* What is being asked: Give back the full data, unchanged and complete.

++++ Records ++++

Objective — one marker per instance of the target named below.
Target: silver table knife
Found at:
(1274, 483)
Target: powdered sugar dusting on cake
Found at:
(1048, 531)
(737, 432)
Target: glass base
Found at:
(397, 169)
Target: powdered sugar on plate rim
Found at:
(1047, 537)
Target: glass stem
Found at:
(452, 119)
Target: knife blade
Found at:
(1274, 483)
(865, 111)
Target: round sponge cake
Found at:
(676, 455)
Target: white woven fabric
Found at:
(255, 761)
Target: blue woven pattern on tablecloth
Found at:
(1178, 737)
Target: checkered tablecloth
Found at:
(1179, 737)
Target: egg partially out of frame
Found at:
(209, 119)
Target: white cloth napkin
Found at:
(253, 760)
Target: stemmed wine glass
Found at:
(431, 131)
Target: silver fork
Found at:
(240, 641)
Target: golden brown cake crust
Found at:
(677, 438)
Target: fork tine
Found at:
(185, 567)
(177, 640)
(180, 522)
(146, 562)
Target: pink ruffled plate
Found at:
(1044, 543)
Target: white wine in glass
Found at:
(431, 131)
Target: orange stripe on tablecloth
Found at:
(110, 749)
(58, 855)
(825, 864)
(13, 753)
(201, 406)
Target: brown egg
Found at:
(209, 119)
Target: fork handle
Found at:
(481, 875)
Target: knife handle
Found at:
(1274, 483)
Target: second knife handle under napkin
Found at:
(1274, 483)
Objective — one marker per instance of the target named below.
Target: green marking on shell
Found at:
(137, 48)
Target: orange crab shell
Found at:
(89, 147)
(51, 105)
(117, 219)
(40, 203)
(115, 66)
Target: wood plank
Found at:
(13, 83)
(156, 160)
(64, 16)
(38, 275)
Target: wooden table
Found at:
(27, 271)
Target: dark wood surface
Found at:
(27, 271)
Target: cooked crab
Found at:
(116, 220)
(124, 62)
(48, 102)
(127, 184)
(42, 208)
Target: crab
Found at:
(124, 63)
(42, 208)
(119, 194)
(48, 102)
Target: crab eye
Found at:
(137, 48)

++++

* Answer for this exercise:
Objective — one marker per instance of the target named below.
Target: silver table knife
Found at:
(1274, 483)
Target: powdered sugar dusting on cake
Found at:
(1048, 531)
(737, 432)
Target: glass base
Found at:
(397, 169)
Target: powdered sugar on plate rim
Found at:
(1047, 537)
Target: glass stem
Found at:
(452, 119)
Target: knife blade
Found at:
(1274, 483)
(865, 111)
Target: round sponge cake
Found at:
(676, 455)
Target: white woven fabric
Found at:
(255, 761)
Target: blue woven pattern on tablecloth
Found at:
(1178, 737)
Target: checkered tablecloth
Found at:
(1179, 737)
Target: egg partially out of frame
Found at:
(209, 119)
Target: white cloth napkin
Found at:
(253, 760)
Target: stemmed wine glass
Found at:
(431, 131)
Target: silver fork
Found at:
(240, 641)
Target: golden brown cake crust
Found at:
(677, 438)
Target: fork tine
Found at:
(185, 567)
(177, 640)
(180, 522)
(146, 562)
Target: pink ruffled plate
Found at:
(1044, 543)
Target: white wine in glass
Found at:
(431, 131)
Target: orange stripe on tablecloth
Found at:
(110, 749)
(58, 855)
(825, 864)
(13, 753)
(201, 406)
Target: brown egg
Found at:
(209, 119)
Target: fork handle
Found at:
(481, 875)
Target: knife handle
Found at:
(1274, 483)
Target: second knife handle under napkin
Found at:
(1274, 483)
Objective — one marker per instance of the target named below.
Target: green marking on shell
Found at:
(137, 48)
Target: orange crab shell
Found at:
(89, 147)
(51, 105)
(117, 219)
(40, 203)
(115, 66)
Target: wood plank
Found at:
(13, 83)
(156, 160)
(64, 16)
(38, 275)
Target: wooden table
Found at:
(27, 271)
Target: dark wood surface
Found at:
(27, 271)
Target: cooked crab
Found at:
(116, 220)
(124, 62)
(48, 102)
(127, 184)
(42, 208)
Target: crab
Found at:
(124, 63)
(42, 208)
(119, 194)
(48, 102)
Target: crab eye
Found at:
(137, 48)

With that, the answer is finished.